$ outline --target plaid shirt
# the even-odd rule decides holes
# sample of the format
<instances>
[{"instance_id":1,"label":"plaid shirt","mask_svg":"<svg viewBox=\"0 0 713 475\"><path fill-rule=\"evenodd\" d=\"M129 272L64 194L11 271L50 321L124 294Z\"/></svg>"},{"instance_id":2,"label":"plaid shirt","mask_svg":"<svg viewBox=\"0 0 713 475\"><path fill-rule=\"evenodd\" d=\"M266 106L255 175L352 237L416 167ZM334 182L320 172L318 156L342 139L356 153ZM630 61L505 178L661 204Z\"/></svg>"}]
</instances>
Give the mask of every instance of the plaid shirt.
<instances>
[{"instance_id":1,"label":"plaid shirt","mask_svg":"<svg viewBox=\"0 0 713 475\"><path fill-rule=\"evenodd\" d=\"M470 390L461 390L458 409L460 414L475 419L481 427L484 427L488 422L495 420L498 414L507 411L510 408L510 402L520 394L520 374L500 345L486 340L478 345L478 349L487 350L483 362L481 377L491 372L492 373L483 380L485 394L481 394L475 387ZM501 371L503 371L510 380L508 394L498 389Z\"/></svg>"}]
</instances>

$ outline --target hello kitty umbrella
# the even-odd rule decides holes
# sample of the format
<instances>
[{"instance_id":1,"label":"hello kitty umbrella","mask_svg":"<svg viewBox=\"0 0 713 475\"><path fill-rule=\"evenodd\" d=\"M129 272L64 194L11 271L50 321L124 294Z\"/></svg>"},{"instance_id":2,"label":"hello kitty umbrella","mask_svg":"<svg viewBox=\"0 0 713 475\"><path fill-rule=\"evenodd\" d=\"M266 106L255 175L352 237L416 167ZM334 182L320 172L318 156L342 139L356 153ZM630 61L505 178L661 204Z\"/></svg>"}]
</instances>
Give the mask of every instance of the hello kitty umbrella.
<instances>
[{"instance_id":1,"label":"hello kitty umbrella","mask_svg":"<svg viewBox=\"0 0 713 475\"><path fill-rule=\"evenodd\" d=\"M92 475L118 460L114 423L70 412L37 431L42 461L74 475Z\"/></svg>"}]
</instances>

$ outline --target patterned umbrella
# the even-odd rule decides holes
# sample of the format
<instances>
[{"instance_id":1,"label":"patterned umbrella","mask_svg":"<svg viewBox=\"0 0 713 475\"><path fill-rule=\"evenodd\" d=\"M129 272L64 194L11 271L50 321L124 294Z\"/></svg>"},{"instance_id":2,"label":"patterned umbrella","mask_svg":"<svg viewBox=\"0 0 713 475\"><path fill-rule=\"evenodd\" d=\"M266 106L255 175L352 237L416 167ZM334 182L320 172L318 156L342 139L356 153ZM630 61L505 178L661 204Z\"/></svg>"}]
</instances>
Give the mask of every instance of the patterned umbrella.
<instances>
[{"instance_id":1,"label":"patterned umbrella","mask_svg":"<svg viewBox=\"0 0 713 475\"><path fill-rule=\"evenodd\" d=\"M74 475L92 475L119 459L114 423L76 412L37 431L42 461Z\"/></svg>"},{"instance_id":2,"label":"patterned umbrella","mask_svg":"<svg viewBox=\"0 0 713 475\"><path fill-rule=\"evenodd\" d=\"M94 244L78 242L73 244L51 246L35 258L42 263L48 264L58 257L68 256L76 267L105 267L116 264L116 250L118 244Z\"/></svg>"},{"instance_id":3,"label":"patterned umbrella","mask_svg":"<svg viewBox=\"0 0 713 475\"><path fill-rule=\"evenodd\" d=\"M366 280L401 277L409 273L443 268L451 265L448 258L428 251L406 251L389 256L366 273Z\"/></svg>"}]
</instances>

...

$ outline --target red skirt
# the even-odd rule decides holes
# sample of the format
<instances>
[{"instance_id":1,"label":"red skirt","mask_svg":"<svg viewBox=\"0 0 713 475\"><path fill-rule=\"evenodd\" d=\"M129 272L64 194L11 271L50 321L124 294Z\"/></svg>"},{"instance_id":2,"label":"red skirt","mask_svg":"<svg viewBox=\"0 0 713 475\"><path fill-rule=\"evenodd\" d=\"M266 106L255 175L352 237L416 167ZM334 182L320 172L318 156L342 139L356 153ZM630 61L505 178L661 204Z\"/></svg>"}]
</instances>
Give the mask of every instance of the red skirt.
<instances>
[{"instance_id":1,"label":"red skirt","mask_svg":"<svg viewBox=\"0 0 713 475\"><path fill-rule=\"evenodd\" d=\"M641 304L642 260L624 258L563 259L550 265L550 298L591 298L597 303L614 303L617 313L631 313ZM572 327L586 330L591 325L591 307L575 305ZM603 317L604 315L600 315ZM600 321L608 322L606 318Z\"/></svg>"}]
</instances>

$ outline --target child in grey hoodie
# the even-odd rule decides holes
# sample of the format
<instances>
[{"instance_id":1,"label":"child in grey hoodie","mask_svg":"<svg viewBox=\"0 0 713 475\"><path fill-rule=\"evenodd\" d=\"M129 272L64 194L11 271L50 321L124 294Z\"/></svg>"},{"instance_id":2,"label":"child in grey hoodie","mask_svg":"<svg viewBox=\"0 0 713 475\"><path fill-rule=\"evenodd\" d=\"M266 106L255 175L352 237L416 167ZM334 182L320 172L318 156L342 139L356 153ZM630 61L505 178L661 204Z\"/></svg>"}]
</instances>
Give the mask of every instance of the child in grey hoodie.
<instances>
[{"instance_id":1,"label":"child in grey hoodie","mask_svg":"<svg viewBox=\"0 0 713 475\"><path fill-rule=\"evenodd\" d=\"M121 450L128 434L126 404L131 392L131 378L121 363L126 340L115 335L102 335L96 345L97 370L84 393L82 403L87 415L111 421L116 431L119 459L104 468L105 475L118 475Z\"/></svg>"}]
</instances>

Task instructions – Identify every line in the records that contains the word "outline", and copy each such line. Case counts.

Solution to this exercise –
$ outline --target plaid shirt
$ outline --target hello kitty umbrella
$ outline --target patterned umbrella
$ outline --target red skirt
$ outline --target child in grey hoodie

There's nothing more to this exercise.